READING PASSAGE:
'''

Item 5. OTHER EVENTS.
On April 16, 1998, the Board of Directors (the "Board") of Damark International, Inc. (the "Company") declared a dividend of one preferred share
purchase right (a "Right") for each outstanding share of Class A Common Stock of the par value of $.01 per share (the "Common Stock") of the Company. The dividend was payable on May 1,
1998 (the "Record Date") to shareholders of record at the close of business on that date. The Company filed a Form 8-K on April 29, 1998.
On
July 15, 1998, the Board of Directors of the Company amended the share rights plan (the "Plan") contained in the Rights Agreement (the "Rights Agreement") dated as of
April 16, 1998 between the Company and Norwest Bank, N.A., as Rights Agent. On September 3, 1998, the Company filed a Form 8-K/A with respect to such First Amendment.
On
October 25, 1999, the Board of Directors of the Company amended the Plan and on November 5, 1999, the Company filed a Form 8-K/A with respect to
such Second Amendment.
On
September 28, 2000, the Board of Directors of the Company amended the "Plan" to modify the definition of "Acquiring Person" as follows:
- (a)

'''

RECORD SET:

'''

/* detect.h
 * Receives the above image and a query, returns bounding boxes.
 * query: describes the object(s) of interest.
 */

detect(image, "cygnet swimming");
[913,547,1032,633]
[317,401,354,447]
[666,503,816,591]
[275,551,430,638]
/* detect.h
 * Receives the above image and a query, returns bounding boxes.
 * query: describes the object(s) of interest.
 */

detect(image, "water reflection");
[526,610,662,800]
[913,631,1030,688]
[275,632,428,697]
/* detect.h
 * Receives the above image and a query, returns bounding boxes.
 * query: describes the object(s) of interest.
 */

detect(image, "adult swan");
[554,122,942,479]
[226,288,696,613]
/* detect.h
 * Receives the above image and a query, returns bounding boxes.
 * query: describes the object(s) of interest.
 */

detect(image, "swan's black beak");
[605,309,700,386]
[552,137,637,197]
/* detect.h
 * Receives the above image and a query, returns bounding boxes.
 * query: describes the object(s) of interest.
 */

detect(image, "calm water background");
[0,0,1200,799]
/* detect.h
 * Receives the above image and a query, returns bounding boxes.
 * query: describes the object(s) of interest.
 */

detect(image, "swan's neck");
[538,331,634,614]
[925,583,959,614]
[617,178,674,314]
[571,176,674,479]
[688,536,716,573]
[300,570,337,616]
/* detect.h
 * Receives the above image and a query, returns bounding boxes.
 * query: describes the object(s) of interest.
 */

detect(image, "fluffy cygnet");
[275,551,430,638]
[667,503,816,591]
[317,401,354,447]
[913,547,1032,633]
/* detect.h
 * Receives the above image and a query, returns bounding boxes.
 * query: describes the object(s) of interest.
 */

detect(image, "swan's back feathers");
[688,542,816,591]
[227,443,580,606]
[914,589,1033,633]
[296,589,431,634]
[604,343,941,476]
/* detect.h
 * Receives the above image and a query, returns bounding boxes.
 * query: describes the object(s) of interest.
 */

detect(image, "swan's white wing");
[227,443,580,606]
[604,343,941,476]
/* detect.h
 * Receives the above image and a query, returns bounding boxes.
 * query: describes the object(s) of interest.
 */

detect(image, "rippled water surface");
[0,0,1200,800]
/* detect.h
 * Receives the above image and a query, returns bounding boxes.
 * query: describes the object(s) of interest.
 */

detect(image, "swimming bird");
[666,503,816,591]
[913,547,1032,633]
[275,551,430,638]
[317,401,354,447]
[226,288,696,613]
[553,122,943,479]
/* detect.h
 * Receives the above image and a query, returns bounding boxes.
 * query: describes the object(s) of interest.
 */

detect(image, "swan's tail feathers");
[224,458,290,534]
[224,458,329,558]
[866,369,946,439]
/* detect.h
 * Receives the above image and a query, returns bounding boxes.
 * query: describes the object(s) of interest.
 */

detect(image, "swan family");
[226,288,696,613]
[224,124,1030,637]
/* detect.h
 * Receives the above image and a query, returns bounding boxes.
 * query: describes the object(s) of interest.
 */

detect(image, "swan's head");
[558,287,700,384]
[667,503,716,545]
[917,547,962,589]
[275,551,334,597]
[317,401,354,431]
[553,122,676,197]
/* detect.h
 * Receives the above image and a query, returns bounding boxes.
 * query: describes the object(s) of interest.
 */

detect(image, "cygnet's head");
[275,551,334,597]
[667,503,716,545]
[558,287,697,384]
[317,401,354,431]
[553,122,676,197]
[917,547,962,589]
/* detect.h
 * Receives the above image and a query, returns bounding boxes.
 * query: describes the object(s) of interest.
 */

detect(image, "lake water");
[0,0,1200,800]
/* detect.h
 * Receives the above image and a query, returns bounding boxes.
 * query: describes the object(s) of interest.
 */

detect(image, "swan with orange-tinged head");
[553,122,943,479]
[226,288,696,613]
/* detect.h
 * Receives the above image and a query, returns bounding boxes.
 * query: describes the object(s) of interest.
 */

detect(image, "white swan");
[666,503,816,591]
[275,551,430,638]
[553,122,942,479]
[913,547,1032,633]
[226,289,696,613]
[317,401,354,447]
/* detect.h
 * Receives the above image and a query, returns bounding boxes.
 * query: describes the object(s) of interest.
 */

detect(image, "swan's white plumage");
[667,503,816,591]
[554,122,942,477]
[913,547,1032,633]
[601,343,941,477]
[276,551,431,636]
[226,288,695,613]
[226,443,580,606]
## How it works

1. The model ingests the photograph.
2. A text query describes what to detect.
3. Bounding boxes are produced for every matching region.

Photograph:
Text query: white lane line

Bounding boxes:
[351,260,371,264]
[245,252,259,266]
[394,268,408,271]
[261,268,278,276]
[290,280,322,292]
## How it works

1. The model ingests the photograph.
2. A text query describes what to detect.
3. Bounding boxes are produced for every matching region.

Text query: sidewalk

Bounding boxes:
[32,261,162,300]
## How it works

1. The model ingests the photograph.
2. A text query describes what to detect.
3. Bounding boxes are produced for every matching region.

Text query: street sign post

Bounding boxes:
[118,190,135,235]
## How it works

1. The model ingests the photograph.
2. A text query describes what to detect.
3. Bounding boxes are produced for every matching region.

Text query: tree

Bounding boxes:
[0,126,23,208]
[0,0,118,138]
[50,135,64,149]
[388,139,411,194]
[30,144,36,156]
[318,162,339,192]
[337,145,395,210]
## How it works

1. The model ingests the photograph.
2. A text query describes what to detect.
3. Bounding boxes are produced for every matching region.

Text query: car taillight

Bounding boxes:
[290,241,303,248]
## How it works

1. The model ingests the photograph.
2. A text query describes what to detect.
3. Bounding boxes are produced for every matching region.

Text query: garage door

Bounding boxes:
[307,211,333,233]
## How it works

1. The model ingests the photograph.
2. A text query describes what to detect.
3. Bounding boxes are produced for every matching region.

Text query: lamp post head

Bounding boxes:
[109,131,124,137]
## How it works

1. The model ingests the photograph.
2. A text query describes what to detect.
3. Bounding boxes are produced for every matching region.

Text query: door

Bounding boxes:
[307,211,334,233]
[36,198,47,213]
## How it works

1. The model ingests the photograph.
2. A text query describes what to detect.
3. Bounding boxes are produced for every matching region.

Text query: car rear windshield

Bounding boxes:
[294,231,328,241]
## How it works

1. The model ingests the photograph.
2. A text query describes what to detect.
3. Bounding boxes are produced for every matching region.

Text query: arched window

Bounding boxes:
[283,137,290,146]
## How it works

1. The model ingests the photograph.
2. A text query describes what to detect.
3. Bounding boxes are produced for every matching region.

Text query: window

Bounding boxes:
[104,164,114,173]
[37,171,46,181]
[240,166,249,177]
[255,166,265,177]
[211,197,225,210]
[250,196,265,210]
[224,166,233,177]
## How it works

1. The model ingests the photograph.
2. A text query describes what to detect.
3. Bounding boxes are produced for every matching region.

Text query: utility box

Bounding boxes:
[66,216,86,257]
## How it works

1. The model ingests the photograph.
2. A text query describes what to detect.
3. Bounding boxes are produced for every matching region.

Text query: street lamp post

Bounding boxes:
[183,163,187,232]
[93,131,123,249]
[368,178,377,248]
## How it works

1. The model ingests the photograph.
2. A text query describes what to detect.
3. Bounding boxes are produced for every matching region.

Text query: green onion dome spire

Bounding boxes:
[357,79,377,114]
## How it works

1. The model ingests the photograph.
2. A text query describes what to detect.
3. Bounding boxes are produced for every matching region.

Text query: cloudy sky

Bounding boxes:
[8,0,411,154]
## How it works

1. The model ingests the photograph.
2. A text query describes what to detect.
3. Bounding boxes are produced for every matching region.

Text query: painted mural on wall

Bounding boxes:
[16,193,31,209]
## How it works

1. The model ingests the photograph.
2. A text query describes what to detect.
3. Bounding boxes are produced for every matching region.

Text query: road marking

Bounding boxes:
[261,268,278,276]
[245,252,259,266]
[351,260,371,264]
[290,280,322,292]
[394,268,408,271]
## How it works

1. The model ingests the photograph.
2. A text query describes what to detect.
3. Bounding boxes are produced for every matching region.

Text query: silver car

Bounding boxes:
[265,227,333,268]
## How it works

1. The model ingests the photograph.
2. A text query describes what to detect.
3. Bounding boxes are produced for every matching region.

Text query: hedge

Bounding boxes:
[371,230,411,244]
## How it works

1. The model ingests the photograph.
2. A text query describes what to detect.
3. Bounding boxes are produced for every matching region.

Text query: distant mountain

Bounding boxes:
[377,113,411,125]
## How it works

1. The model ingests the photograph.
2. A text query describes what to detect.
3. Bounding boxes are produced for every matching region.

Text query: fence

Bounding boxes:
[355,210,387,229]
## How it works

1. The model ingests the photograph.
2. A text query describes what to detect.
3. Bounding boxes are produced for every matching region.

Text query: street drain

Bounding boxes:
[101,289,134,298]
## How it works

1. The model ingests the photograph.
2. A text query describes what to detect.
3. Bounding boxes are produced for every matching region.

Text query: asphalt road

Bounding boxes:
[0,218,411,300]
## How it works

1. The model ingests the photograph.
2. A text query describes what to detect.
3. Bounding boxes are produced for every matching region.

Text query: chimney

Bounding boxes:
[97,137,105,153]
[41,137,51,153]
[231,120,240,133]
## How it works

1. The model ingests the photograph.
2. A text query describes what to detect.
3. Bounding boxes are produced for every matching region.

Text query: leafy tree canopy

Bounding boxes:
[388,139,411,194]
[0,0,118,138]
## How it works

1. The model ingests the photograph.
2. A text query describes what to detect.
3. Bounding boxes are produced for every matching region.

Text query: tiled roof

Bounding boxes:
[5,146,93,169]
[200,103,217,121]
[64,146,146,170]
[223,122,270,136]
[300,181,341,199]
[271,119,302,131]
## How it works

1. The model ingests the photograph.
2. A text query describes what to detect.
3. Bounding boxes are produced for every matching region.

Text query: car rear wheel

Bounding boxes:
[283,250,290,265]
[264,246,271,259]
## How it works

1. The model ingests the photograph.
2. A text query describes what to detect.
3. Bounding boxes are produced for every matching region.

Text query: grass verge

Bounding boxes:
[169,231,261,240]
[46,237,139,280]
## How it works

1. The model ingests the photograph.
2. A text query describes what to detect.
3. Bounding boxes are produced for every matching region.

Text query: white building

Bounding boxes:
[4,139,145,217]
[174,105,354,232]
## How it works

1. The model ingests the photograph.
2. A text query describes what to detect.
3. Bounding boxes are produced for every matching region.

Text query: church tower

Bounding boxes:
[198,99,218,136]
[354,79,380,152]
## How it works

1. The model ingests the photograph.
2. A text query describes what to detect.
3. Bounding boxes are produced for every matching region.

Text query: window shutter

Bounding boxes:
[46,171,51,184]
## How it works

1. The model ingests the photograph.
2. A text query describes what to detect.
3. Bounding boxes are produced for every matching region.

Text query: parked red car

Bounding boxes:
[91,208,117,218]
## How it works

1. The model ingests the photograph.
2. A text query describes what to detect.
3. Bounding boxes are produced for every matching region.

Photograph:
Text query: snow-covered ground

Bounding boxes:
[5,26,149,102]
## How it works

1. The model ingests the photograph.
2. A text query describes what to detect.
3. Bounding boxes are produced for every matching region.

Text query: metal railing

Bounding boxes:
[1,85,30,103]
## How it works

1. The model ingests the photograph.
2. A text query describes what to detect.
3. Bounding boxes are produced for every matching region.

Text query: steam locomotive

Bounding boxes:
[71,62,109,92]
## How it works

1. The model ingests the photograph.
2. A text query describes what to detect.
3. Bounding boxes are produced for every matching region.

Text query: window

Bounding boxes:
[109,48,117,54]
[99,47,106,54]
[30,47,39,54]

'''

ACTIONS TO TAKE:
a - Answer these questions using the filing excerpt:
(i) On what date was the dividend on the Common Stock payable?
(ii) Which bank served as Rights Agent under the Rights Agreement?
(iii) On what date did the Company file a Form 8-K/A with respect to the Second Amendment?
b - Copy the filing excerpt word for word, between "On April 16, 1998, the" and "April 29, 1998.", inclusive.
The entries play no part in this work.

SOLUTIONS BY TASK:
a -
(i) May 1, 1998
(ii) Norwest Bank, N.A.
(iii) November 5, 1999

b -
On April 16, 1998, the Board of Directors (the "Board") of Damark International, Inc. (the "Company") declared a dividend of one preferred share
purchase right (a "Right") for each outstanding share of Class A Common Stock of the par value of $.01 per share (the "Common Stock") of the Company. The dividend was payable on May 1,
1998 (the "Record Date") to shareholders of record at the close of business on that date. The Company filed a Form 8-K on April 29, 1998.